**WHAT YOU WILL DO:**
a: In the talk on passing bills, what chamber have the bills being debated already passed?
b: Print the talk on passing bills from the words "Right. A lot" up to and including "So it matters.".
c: Carry on the talk on passing bills from its last sentence.

Polarized, right? One for one. So when you think about getting a bill, when we hear with the general public, we hear about the big bills that are going through Congress, right? And usually it's like, only if you got the majority, are you even thinking of trying to pass some bill that's a big deal? And in that case, it's like, how many got in for your majority and how many can you turn from the other side to get in? Right.
And that's like where the conversation starts. If the Republican controls the Congress and it's like, what bills are they going to try to get through? Can they hold every single one of their Republicans and maybe get a Democrat or two? Whether it's a, you know, a Supreme Court nomination, a law, whatever. And that's actually the case in a lot of major legislation right now.
Right. A lot of times we know which party is going to take up which side and how it's going to be. And you can know by the numbers which party controls which house. Sometimes we've known, you know, if a party has a supermajority where it's like, sometimes it matters. In our state, it happens that one party controls the legislative branch and another controls the executive branch and has the ability to veto. So it matters.
Right. And this bill is one of the few or again, I should say these bills that does not play by those rules. There are Democrats that are for it. There are some Democrats that are against it. There are Republicans that are for it. There are Republicans that are against it. And because of that, it has taken and it continues to take as it works its way through committees and the houses themselves this week. It's the House currently. The bills they're debating have passed the Senate.

**SUPPLIED DATA:**
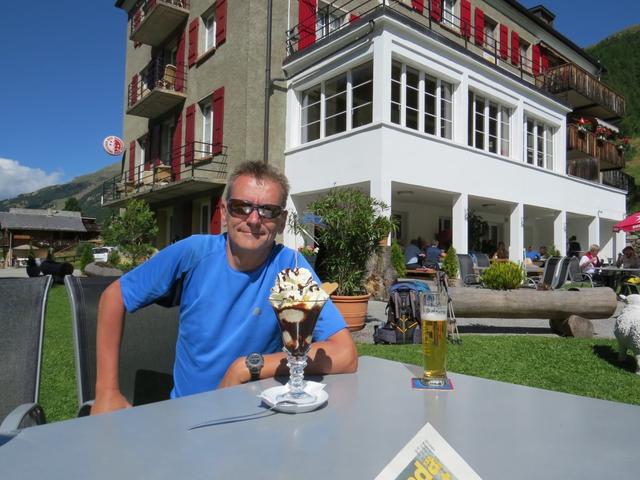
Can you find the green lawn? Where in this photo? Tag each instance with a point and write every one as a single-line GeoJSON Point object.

**ANSWERS TO THE TASKS:**
a: The Senate.

b:
Right. A lot of times we know which party is going to take up which side and how it's going to be. And you can know by the numbers which party controls which house. Sometimes we've known, you know, if a party has a supermajority where it's like, sometimes it matters. In our state, it happens that one party controls the legislative branch and another controls the executive branch and has the ability to veto. So it matters.

c:
It has taken a path. I had an insider called a jujitsu legislative jujitsu to get this thing through because it just doesn't work the same way most bills do where everybody from one party will line up for it. Can you can you pick off a couple others, find the interest, you know, the people that may have the the environmental concerned person that you may be able to pull over to your environmental issue, even if it's against their party. This has not played by those rules and there are competing interests at stake. Some people don't like it for moral reasons. Some people don't like it for money reasons.
There's a lot of reasons. Some people do like it for money reasons. Some people do like it for freedom reasons. They think people should be able to free to choose their own vices, even if they are not necessarily healthy things. And we recognize that gambling just like alcohol or other things can that we are free to do can have problems and hurt our society.
But we say, hey, people have to have free choice. So it's all these different competing interests have lined up to maybe perhaps put us at the doorstep of getting this bill passed and to the governor where he said he will sign it. We are going to nerd out some on that today, including having a guest that is a counsel for the Sports Betting Alliance guy named Scott Ward, who's going to be kind enough to join us. And then I'm just going to try and nerd out a little bit more. So I apologize.
I can only be authentic. Right. Right. Rand and I might talk about the the Tonys because they were this past weekend. We've got that up for the vote on Twitter. Ninety nine nine right.
The fan we always do on the Adam Gold show, the voters choose segment. We are trying to push them into direction so that we can be more authentic. And as well, I might I mentioned the Rand, I may be a little Debbie Downer today. One of the things I mentioned this Monday when I was on the show, one of the things that I think we always under estimated sports is that these are humans who are living lives and have real world problems, just like you and I do in their their lives. And we've all had a bad day at work. And sometimes the bad day at work happens to fall on the day where your work is very important.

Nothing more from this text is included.